> [OBJETIVO DA TAREFA]: Dê continuidade ao texto sobre a animação A mais preciosa das cargas, começando logo após a última frase mostrada.

____ TRECHO DO DOCUMENTO

Foi com um tipo muito direto e comunicativo de enredo que o diretor Michel Hazanavicius tornou-se mundialmente famoso, quando das vitórias no Oscar, por O artista, que arrebatou estatuetas de melhores filme, ator, direção, música e figurino. Em O formidável, que cutucou a
sacra imagem de Jean-Luc Godard, Hazanavicius elegeu certo arrojamento na narrativa, caso permitido pelo material do longa. Agora, ao adaptar, junto com o escritor Jean-Claude Grumberg, A mais preciosa das cargas para a telona, o diretor comanda um filme singular (em termos de desenho) e muito diferenciado (na carreira).
A animação — que trata de obstáculos, sem poesia forçada — obteve três indicações ao prêmio César, e ainda competiu nos festivais de Annecy (o maior de animação, no mundo) e Cannes, isso além de ter faturado o prêmio especial do júri de Mar del Plata (Argentina). Atores consagrados como Jean-Louis Trintignant (dos clássicos Um homem, uma mulher; Amor; Z e O conformista), Denis Podalydés e Dominique Blanc dão o tom da dublagem. Com intensa dramaticidade, Hazanavicius parte de trama que poderia assentar um conto infantil, mas, a bem da verdade, abriga uma dureza dos tempos pré-Holocausto e negacionismo. No enredo, a esposa de um lenhador enfrenta um marido embrutecido, tendo por apoio um desconhecido, gravemente ferido no curso da vida, e ainda um bebê de terceiros.

________
____ OS DADOS

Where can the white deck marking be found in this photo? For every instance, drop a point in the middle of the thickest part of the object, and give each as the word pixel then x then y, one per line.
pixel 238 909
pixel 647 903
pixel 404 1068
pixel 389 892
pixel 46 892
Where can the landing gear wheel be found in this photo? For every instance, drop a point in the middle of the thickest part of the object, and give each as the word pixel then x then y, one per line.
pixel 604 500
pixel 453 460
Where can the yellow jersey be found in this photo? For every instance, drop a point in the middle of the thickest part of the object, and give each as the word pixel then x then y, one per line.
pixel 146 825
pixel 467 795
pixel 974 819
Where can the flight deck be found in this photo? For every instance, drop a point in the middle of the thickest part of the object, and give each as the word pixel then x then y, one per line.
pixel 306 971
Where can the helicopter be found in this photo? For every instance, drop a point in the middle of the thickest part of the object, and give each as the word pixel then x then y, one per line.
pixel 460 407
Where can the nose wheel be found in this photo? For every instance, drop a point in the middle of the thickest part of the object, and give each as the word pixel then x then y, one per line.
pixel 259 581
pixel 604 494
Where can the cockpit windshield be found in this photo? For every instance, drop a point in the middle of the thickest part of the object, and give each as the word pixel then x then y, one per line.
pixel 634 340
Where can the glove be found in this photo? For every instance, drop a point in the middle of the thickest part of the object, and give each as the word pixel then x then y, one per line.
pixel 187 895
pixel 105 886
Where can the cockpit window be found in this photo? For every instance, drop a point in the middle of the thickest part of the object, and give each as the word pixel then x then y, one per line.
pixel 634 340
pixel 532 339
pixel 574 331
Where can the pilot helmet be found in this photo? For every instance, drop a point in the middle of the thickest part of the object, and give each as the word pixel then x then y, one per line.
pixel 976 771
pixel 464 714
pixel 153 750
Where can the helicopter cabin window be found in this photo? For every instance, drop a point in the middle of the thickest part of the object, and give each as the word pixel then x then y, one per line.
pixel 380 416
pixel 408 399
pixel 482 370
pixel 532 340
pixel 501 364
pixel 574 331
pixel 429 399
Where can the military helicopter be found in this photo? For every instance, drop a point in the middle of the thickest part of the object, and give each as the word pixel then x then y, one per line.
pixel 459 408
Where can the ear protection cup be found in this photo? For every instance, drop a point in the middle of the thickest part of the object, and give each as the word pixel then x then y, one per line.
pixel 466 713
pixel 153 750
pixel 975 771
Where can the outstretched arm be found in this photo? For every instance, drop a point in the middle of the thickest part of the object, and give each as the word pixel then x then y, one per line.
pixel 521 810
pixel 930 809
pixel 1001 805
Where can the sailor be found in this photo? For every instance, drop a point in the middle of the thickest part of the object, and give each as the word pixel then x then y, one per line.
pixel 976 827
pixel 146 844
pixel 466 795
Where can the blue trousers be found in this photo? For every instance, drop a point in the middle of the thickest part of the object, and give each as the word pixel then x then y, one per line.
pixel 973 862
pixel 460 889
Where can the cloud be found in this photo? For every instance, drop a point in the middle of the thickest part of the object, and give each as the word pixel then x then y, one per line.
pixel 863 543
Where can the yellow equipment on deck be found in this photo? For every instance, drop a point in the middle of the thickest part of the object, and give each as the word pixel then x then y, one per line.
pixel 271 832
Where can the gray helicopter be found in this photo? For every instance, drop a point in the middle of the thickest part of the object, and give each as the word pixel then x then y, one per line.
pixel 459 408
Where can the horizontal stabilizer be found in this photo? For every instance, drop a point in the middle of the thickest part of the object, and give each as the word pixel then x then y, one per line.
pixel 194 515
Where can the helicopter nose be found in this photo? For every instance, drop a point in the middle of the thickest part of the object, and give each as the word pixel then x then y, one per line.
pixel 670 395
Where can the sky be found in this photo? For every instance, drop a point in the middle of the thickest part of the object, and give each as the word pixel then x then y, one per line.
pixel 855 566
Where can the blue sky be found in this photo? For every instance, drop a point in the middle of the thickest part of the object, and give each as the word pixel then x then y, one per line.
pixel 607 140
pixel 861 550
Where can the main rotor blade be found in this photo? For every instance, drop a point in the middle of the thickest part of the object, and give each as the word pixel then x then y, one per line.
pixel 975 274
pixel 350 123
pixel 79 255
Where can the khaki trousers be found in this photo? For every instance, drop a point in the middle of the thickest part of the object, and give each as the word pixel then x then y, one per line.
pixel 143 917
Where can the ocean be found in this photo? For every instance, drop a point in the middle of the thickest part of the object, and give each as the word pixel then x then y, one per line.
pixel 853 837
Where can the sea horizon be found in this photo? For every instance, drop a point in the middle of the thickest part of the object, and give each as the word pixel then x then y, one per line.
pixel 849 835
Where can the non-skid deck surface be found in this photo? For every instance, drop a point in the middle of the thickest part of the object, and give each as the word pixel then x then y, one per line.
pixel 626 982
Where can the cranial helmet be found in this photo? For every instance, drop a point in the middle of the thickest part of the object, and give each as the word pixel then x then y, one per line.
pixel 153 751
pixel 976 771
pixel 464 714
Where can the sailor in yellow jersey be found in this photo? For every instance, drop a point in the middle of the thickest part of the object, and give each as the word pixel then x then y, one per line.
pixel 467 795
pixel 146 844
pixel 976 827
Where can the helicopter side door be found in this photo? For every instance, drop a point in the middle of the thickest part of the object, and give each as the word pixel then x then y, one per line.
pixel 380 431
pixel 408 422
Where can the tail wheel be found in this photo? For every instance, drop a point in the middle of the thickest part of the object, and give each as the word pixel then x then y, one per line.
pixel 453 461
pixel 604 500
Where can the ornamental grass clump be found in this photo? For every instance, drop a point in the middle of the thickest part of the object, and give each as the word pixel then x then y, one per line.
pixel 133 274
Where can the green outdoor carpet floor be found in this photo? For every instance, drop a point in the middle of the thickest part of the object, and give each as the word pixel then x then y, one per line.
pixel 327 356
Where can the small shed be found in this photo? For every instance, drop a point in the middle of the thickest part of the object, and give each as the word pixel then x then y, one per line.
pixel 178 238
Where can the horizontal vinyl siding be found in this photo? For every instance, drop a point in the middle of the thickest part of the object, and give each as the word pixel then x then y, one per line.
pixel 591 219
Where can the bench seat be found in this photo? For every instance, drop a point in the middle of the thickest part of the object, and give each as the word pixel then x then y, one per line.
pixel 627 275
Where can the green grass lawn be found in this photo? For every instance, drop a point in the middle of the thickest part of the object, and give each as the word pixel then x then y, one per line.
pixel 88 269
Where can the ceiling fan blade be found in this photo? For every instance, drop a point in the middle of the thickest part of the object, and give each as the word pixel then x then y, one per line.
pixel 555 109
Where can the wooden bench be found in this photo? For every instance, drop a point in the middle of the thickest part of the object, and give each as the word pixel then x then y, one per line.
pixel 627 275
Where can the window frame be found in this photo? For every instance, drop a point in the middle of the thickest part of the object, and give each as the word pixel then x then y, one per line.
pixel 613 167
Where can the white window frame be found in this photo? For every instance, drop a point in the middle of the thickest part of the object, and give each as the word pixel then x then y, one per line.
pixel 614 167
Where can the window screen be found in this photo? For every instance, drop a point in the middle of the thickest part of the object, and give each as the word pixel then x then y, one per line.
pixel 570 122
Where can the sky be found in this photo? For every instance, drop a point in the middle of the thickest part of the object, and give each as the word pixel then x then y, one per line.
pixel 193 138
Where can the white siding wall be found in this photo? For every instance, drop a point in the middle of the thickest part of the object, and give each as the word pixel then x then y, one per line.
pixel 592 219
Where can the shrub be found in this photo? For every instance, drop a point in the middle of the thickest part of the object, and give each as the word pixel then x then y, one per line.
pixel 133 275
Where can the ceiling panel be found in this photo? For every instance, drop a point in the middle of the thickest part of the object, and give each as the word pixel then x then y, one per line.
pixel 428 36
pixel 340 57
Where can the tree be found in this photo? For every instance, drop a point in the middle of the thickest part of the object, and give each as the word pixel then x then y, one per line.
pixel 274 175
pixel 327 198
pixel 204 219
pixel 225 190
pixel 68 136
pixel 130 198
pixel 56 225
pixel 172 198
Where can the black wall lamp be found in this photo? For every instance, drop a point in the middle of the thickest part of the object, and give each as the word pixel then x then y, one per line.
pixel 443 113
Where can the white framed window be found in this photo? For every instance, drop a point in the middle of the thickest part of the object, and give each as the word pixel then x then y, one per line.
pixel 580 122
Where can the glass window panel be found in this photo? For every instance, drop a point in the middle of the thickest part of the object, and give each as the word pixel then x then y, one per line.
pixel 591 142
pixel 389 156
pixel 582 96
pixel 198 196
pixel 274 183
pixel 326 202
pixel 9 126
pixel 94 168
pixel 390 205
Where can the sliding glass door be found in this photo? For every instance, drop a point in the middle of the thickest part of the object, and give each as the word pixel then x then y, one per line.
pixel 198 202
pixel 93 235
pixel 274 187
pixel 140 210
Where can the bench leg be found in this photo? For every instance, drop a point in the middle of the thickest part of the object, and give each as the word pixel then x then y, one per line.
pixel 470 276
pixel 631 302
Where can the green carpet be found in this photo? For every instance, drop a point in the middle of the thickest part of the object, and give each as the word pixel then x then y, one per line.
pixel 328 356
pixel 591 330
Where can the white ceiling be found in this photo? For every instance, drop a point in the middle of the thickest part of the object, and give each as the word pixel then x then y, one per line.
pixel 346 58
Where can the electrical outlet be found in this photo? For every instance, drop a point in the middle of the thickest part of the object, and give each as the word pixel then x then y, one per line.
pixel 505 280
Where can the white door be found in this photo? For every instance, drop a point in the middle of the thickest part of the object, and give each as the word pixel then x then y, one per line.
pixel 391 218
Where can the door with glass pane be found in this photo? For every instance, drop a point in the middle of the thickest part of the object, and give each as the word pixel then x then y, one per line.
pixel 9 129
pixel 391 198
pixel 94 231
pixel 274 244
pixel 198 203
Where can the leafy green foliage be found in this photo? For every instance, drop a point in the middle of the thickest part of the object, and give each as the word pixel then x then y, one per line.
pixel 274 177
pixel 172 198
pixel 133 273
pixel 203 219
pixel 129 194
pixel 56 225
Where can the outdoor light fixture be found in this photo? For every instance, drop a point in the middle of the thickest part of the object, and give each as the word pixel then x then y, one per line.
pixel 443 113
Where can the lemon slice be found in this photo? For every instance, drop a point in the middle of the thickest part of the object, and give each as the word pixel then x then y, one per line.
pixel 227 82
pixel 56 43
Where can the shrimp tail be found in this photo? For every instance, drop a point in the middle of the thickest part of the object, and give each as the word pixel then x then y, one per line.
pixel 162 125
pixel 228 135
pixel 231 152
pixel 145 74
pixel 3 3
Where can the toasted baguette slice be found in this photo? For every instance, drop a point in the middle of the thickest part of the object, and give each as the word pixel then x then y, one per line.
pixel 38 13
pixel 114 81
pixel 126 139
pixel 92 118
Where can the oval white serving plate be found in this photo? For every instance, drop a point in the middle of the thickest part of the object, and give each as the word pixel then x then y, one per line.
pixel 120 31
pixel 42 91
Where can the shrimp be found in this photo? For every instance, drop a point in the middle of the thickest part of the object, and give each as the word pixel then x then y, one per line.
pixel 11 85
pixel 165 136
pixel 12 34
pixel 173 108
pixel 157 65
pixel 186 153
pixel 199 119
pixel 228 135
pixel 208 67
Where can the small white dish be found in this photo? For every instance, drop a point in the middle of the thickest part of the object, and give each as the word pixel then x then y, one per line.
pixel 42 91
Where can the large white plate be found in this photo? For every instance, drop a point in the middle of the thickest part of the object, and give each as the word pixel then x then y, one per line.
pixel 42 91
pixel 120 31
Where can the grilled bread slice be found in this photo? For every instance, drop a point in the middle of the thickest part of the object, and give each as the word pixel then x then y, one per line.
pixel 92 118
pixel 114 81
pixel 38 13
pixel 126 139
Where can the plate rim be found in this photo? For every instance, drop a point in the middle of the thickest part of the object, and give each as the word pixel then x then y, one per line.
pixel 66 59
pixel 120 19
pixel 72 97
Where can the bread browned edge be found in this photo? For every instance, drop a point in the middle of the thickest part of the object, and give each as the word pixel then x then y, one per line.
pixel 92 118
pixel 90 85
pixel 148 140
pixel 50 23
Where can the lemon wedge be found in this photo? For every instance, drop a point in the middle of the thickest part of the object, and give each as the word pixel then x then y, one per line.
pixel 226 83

________

> [RESULTADO ABAIXO]:
A falta de cuidado entre pessoas de mesma comunidade, a repulsiva perseguição a seres humanos e uma concepção visual alavancada por esboços do diretor (que revela inesperado talento nos traços) dão conta da densidade do longa que traz roteiro trabalhado por Jean-Claude Grumberg (hoje, aos 85 anos, e que foi colaborador de François Truffaut e Costa-Gavras). Responsável pela montagem (junto com Laurent Pelé-Piovani), Hazanavicius explora um excesso de fades que comportam intensidade, a cada retorno de imagem. Traços grossos, cores que vão do branco ao musgo, com muita intensidade de terracota e preto, e um conteúdo pertinente (com acirradas críticas ao uso da expressão "sem coração" para se identificar judeus) dão conta de equilibrar esperança, falta de hospitalidade e aconchego, tudo num mesmo longa.